- _Supplied data_:
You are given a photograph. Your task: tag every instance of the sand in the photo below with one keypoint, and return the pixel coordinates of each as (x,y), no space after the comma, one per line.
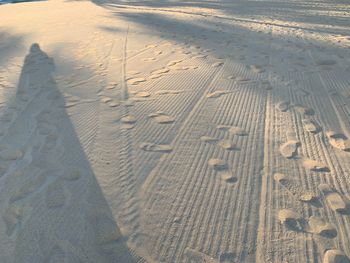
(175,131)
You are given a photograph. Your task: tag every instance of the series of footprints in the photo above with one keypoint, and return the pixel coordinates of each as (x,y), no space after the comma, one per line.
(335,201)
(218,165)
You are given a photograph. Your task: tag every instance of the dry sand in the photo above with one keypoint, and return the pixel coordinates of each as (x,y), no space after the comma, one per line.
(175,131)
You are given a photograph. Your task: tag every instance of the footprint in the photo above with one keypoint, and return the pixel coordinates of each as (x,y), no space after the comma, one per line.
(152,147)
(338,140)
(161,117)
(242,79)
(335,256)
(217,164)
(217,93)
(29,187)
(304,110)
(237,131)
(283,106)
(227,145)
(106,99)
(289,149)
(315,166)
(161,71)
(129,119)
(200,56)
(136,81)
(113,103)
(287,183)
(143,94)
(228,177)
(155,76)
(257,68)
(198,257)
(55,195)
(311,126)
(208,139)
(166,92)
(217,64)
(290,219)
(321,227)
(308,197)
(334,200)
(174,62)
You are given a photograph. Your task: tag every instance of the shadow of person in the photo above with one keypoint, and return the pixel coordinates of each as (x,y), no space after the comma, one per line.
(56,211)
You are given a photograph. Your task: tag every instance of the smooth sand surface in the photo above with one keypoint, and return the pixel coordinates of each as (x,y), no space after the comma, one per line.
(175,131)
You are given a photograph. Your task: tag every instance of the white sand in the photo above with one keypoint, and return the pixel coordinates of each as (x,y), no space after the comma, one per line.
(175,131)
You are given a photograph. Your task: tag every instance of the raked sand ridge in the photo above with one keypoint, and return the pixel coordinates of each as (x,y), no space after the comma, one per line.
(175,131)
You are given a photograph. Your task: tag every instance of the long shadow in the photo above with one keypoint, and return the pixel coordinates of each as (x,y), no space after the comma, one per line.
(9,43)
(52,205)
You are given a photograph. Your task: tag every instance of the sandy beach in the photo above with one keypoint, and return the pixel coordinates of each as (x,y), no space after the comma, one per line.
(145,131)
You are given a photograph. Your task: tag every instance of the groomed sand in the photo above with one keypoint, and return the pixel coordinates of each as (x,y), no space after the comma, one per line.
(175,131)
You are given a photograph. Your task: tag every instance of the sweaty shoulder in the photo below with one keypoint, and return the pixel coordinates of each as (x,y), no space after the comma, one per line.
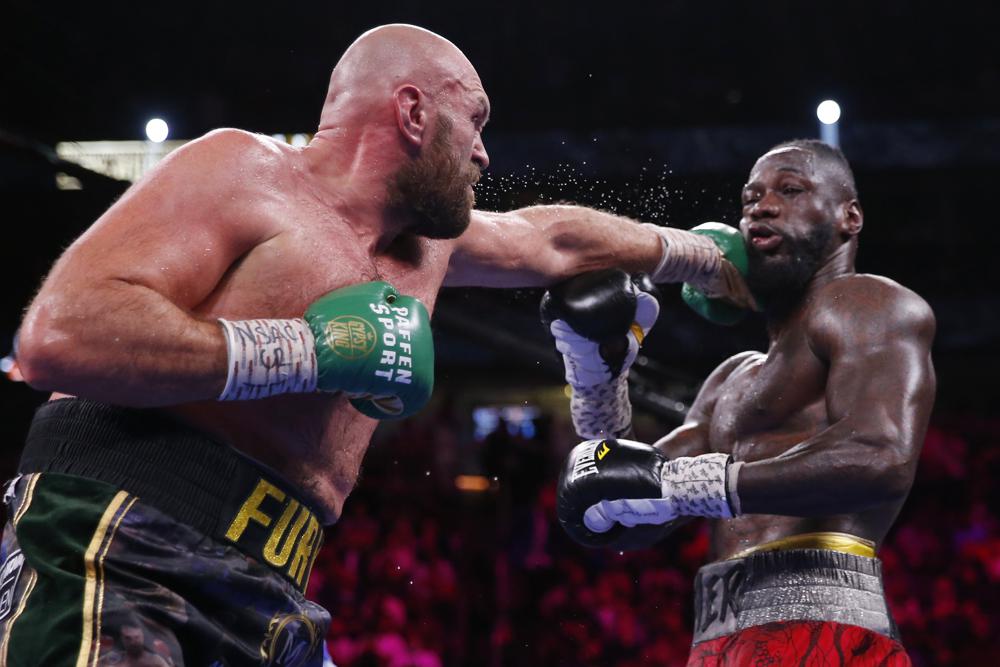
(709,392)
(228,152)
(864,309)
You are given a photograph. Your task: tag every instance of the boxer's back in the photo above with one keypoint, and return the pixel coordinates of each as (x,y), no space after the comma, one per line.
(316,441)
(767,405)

- _What you have to do_: Every entry above should come back exactly as written, except for its pictures.

- _Task answer_:
You are given a photograph. Your task: tag every instance of the sand in the photo below with one keypoint, and return the pixel coordinates of each as (x,y), no space after the comma, one per line.
(175,131)
You are given a photograph. Your task: tag every instance of the series of footprints in the photo above with one keypoint, and return the pixel coordinates of each as (x,y), no space after the comma, one per line.
(335,201)
(218,165)
You are given a photograph. Your task: tag every instance of the dry sand in the photo above with one keypoint, and return the pixel coordinates of each as (x,y), no space after the comma, one per line.
(175,131)
You are given a photograph. Your task: tag every instance of the footprint in the photo above with one keypoint, and return the pixel coordinates of each as (x,y), no space after the comma, one per line.
(152,147)
(338,140)
(161,117)
(242,79)
(335,256)
(217,164)
(217,93)
(29,187)
(304,110)
(237,131)
(283,106)
(227,145)
(106,99)
(289,149)
(315,166)
(161,71)
(129,119)
(200,56)
(136,81)
(113,103)
(287,183)
(143,94)
(228,177)
(155,76)
(257,68)
(198,257)
(55,195)
(311,126)
(208,139)
(166,92)
(217,64)
(290,219)
(321,227)
(308,197)
(334,200)
(174,62)
You are given a photograph. Your task: tag every instance of the shadow of person in the photo above with one keypoint, and return the pixel coordinates of each as (x,y), no space after the comma, one per line.
(56,211)
You are given a photograph. Your task: tag every instance of the smooth sand surface in the photo above with one keypoint, and return the pixel coordinates of each as (x,y), no space after the comma, one per line.
(175,131)
You are given a photograph. Your task: tag every instance of the white sand in the photo above with one keypoint, and return the pixel coordinates of each as (x,y), no space after the comma, one per line.
(175,131)
You are given a photograph. Your task: tag every instance of the raked sand ridge in the photo above with one keypoint, and return the pixel coordinates of each as (x,y), no space after the comma, one per line.
(175,131)
You are given a photograph. Your task: tag every instance of the long shadow in the photo above with one keypoint, and return the pixel coordinates of each as (x,y), no space after the comma, one per line.
(9,43)
(52,205)
You are given a photograph. Your task: tag every instance of the sandy beach in the photo above with one keypoint, and return the pixel coordinates of each as (x,y), no space after the comma, one per line.
(145,131)
You are given a photograph. Your task: tag every instance of the groomed sand in the photo above with one keypoint, and return the pixel coordinates of each as (x,y), no space after the comma, one per line.
(175,131)
You are given a photograph. Your task: tag every instance of the sweaty shoulder in the photo below with one keypoint, and return the pixel coordinates of each as (x,y), no space after the comma, one per line.
(709,392)
(228,152)
(864,309)
You are given a photograph. Your task: tag every instance of the boxer's back in the photo above with one keypoint, and return the pixel coordinates of each as (x,y), no space after the comma, one per line.
(316,441)
(767,405)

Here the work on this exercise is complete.